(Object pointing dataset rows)
=======
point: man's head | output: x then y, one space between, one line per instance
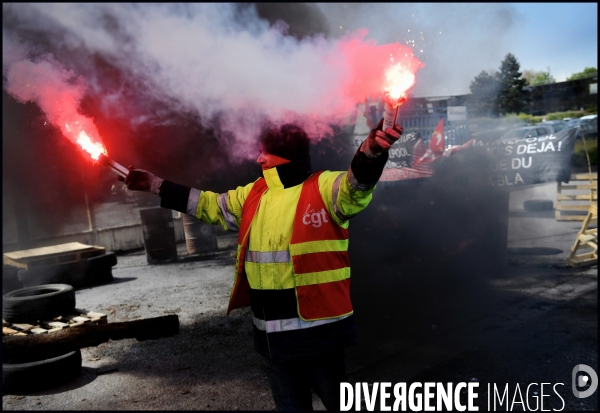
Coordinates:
283 144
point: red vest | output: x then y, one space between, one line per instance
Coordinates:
324 292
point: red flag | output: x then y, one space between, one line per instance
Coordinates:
436 143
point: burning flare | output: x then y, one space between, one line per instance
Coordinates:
75 132
398 79
95 149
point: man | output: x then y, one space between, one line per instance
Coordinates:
292 262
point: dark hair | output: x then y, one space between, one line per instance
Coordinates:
288 141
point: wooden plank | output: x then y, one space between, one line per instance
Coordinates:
53 255
573 187
574 197
593 175
88 335
55 324
573 207
22 327
46 251
38 330
560 217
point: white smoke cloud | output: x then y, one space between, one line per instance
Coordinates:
214 59
220 60
456 41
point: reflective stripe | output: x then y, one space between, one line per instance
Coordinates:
311 278
273 326
268 257
357 186
229 218
336 189
319 246
193 200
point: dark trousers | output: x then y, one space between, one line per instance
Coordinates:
292 382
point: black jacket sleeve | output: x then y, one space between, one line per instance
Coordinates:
367 171
174 196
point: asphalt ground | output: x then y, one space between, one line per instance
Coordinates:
532 322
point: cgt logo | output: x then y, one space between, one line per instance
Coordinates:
581 381
316 219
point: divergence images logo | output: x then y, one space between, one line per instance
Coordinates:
583 380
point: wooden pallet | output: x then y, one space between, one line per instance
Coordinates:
573 199
585 249
78 318
53 255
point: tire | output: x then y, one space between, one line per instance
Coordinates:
23 378
41 302
78 274
52 274
98 271
10 279
538 205
107 260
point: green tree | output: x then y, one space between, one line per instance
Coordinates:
513 97
484 89
536 78
543 78
587 72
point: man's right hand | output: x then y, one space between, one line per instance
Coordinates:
141 180
380 141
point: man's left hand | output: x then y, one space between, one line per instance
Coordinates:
380 141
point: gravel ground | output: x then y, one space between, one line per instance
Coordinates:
209 365
510 328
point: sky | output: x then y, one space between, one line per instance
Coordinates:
227 61
559 36
456 41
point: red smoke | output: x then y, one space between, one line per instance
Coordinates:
368 62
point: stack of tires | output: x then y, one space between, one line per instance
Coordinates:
83 273
10 279
30 305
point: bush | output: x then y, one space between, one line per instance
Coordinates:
579 159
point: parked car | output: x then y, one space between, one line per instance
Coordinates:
556 125
589 130
589 118
528 132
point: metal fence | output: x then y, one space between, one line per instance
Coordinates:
424 121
=======
**Task to carry out:** Leave the pictures out and reproduce all of the records exactly.

**Result for this task:**
point: man's head | output: x then y, one space between, one line per instance
Coordinates:
283 144
point: red vest | output: x then y, one space between, one line per instance
Coordinates:
324 292
point: red flag | output: x then y, one space between, one line per instance
Coordinates:
436 143
point: burning flare | output: x then y, one space between, one line per instance
Coordinates:
75 132
398 79
95 149
point: man | output: x then y, one space between, one line per instance
Coordinates:
292 262
point: dark hair | output: x then y, one space between, one line per instance
Coordinates:
288 141
point: wooden plank | output: x then y, one space between, one line per instance
Coordinates:
53 255
573 187
574 197
593 175
88 335
55 324
573 207
22 327
46 251
38 330
560 217
point: white smoke cloud | output: x then y, one space between, one line per instance
Coordinates:
214 59
220 60
456 41
point: reflective stripe | output: x then y, one space between, one line per instance
Coordinates:
311 278
273 326
268 257
357 186
229 218
336 189
319 246
193 200
point: dark trousers | output: x then y, one space between, one line per instance
Coordinates:
292 382
point: black jacket sleeve | output: x then y, one space between, one line per instance
Coordinates:
367 171
174 196
point: asphalt ground | output: x then y, one space between, one line per instance
Coordinates:
532 322
point: cgt logo | output: x then y, one space between, one line per instance
Coordinates:
581 381
316 219
point: divergence images logo | output: x then y, one space between, one line per instance
Coordinates:
583 380
point: wooden pallet | output: x then y, one space between, one line per instance
Coordinates:
573 199
585 249
78 318
53 255
point: tire | output: x then y, one space between, one line per instance
Coordinates:
23 378
41 302
78 274
52 274
98 271
10 279
538 205
107 260
point: green tree | output: x then y, one space between, one line per instance
Coordinates:
513 97
484 89
536 78
543 78
587 72
point: man's right hand | output: x then y, one space between, one line per instance
Coordinates:
141 180
380 141
point: man's left hand | output: x then y, one space between, one line per instance
Coordinates:
380 141
point: gravel ground | output: x then y, one space between, one line per instance
Coordinates:
209 365
510 328
point: sky | output: x then y, one space between, one line per instance
Coordinates:
227 61
559 36
456 41
point: red smoke | output: x then y, one space between, one line per instance
Coordinates:
368 62
point: stack of tires | output: x then y, one space between, one line per instance
Coordinates:
83 273
10 279
30 305
point: bush | output: x then y, one space between, one line per instance
Coordinates:
579 159
point: parked car | output: x then y, one space between, one line per instance
Coordinates:
556 125
589 130
589 118
528 132
point: metal fence | output: x then y, one space between, one line per instance
Coordinates:
424 121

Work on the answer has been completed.